[Start of Attachment]

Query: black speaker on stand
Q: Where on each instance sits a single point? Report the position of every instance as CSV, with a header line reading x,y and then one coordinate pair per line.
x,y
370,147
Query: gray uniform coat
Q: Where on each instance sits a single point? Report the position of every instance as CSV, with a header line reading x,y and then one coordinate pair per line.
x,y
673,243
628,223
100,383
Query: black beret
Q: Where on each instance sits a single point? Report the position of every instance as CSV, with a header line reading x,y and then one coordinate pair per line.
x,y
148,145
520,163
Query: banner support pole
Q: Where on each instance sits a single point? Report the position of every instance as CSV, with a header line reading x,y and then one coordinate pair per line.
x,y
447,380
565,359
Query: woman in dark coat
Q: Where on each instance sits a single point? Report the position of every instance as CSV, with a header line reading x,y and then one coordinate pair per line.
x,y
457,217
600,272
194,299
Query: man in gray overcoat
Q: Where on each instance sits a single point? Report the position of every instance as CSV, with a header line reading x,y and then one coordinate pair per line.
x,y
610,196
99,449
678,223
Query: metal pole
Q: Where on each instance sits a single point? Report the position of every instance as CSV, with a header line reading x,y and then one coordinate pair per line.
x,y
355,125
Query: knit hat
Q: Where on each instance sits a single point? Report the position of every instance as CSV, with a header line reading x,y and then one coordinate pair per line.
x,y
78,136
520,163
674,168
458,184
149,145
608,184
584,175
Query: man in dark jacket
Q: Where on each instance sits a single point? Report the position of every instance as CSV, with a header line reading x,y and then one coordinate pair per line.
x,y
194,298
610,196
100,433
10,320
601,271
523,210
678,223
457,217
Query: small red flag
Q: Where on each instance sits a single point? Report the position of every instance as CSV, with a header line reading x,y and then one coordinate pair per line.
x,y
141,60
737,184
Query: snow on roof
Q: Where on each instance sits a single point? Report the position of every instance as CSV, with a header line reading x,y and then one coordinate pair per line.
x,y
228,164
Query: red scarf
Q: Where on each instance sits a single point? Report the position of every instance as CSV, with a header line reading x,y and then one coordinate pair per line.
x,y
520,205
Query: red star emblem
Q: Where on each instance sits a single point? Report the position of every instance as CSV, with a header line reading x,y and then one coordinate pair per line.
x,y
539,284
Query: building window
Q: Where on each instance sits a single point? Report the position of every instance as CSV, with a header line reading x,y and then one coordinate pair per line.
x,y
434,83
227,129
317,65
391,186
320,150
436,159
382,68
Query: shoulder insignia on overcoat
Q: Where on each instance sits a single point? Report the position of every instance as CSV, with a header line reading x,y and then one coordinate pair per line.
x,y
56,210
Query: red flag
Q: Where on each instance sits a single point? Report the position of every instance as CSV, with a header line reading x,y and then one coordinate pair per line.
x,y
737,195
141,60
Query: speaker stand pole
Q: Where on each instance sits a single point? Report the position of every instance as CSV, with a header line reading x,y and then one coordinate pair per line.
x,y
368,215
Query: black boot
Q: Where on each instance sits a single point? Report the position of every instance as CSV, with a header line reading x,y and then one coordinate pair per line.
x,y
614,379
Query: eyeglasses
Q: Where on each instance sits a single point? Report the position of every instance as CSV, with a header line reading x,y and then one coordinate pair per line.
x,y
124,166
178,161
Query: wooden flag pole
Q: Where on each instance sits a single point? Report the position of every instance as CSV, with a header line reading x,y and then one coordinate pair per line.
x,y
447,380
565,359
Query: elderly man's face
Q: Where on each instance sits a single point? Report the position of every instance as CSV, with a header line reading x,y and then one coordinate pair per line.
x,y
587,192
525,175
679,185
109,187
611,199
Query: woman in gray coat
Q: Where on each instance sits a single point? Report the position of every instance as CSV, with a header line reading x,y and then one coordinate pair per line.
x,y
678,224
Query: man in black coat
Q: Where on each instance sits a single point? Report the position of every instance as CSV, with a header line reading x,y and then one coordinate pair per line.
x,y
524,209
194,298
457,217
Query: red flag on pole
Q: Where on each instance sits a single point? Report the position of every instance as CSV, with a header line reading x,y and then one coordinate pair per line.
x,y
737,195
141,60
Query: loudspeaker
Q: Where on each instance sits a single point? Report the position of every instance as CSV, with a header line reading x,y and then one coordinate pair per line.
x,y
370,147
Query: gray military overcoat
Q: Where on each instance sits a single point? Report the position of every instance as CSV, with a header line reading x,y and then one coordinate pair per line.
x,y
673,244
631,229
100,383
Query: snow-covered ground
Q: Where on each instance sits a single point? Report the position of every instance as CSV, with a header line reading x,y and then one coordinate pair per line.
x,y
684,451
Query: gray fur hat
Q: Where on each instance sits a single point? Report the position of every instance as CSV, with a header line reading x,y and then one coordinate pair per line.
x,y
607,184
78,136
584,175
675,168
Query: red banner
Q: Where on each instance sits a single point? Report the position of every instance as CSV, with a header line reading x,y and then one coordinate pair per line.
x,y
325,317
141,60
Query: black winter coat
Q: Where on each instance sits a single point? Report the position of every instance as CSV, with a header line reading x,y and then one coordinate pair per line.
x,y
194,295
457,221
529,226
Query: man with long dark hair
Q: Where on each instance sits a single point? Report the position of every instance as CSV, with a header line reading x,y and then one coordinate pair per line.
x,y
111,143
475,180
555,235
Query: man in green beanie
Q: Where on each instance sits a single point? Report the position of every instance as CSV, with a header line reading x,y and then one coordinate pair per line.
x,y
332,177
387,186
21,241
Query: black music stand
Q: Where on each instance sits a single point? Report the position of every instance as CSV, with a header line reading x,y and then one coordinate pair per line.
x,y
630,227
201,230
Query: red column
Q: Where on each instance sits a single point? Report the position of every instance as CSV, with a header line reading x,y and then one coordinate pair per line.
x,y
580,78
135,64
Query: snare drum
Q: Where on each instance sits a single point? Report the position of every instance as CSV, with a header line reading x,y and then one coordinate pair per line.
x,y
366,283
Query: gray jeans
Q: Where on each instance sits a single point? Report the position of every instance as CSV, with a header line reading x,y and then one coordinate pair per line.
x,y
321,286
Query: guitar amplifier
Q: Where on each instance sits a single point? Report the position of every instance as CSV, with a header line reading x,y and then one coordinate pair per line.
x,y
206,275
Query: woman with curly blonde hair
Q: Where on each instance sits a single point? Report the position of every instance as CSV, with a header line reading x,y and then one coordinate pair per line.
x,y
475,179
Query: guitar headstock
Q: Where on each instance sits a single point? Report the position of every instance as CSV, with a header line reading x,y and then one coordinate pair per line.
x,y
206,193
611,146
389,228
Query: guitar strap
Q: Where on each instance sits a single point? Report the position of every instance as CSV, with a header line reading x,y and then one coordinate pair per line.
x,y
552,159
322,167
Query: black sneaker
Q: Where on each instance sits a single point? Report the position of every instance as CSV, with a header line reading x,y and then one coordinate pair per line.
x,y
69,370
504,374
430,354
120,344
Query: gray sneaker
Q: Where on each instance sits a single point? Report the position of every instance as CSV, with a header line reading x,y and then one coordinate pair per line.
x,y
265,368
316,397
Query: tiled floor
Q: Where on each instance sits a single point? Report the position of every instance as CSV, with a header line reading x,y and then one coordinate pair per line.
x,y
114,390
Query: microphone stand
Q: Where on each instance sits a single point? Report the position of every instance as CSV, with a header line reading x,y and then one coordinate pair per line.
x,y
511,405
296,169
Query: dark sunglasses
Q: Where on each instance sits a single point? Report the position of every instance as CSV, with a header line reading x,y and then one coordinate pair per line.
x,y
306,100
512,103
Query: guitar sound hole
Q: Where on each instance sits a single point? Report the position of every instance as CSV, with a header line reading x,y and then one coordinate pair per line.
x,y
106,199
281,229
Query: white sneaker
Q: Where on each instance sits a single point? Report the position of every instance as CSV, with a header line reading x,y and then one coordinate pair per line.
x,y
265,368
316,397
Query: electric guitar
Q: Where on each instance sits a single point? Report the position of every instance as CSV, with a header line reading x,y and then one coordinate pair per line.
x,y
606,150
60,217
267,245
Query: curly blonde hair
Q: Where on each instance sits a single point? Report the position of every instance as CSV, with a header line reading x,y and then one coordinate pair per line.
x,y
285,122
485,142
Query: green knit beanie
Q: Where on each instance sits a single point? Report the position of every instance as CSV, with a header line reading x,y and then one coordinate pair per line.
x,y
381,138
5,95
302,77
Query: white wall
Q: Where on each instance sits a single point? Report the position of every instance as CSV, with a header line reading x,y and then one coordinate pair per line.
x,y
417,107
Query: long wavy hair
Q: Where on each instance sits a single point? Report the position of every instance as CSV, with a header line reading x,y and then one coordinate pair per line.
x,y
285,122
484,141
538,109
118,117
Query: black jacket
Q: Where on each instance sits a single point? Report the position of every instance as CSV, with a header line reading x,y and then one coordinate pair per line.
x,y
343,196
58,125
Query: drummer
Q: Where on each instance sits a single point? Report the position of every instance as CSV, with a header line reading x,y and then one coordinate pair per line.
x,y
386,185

[End of Attachment]

## TASK OBJECTIVE
Scan the entries and show every line in which the word "curly" is found.

## ANSWER SPACE
Query: woman with curly blonde hair
Query: curly blonde hair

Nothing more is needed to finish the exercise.